** AIM OF THE TASK **
Collect every line in the entries below that contains the word "body", matching case exactly, and copy each such line in full.

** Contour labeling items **
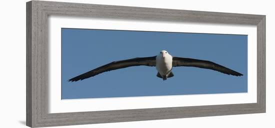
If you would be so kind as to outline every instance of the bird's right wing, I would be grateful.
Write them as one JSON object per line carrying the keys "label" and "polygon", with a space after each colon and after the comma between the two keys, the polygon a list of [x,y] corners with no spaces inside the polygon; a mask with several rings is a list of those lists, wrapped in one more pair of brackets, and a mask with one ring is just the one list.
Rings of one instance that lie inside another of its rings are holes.
{"label": "bird's right wing", "polygon": [[72,78],[70,79],[68,81],[74,82],[82,80],[104,72],[131,66],[141,65],[156,66],[156,56],[148,57],[138,57],[130,59],[114,61]]}
{"label": "bird's right wing", "polygon": [[194,59],[192,58],[173,57],[173,66],[195,67],[200,68],[206,68],[217,71],[228,75],[236,76],[242,76],[242,74],[228,68],[224,66],[216,64],[214,62],[203,60]]}

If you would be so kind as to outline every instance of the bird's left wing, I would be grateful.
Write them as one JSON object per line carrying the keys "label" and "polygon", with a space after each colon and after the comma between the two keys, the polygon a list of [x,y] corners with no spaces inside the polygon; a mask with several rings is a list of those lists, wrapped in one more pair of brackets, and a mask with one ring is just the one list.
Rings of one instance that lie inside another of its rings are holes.
{"label": "bird's left wing", "polygon": [[198,60],[187,58],[173,57],[173,67],[187,66],[195,67],[216,70],[228,75],[236,76],[242,76],[242,74],[214,62],[202,60]]}
{"label": "bird's left wing", "polygon": [[70,79],[68,81],[74,82],[82,80],[104,72],[131,66],[141,65],[156,66],[156,56],[148,57],[138,57],[130,59],[114,61],[72,78]]}

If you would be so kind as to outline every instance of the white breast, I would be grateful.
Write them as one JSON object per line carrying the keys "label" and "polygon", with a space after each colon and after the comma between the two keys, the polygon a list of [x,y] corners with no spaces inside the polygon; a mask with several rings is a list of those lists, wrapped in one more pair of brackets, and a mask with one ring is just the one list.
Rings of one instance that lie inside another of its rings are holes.
{"label": "white breast", "polygon": [[156,68],[162,75],[168,75],[172,69],[172,57],[168,55],[164,58],[161,55],[156,56]]}

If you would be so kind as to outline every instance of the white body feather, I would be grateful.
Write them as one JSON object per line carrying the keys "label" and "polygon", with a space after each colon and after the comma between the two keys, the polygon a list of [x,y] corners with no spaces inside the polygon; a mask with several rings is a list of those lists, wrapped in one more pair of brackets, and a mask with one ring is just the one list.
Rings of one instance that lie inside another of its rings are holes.
{"label": "white body feather", "polygon": [[165,50],[162,51],[156,56],[156,67],[162,76],[167,76],[171,72],[172,58],[172,56]]}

** RESPONSE TO THE TASK **
If you would be so kind as to outline every instance of the white body feather, I would be grateful.
{"label": "white body feather", "polygon": [[165,50],[162,51],[156,56],[156,67],[162,76],[167,76],[171,72],[172,58],[172,56]]}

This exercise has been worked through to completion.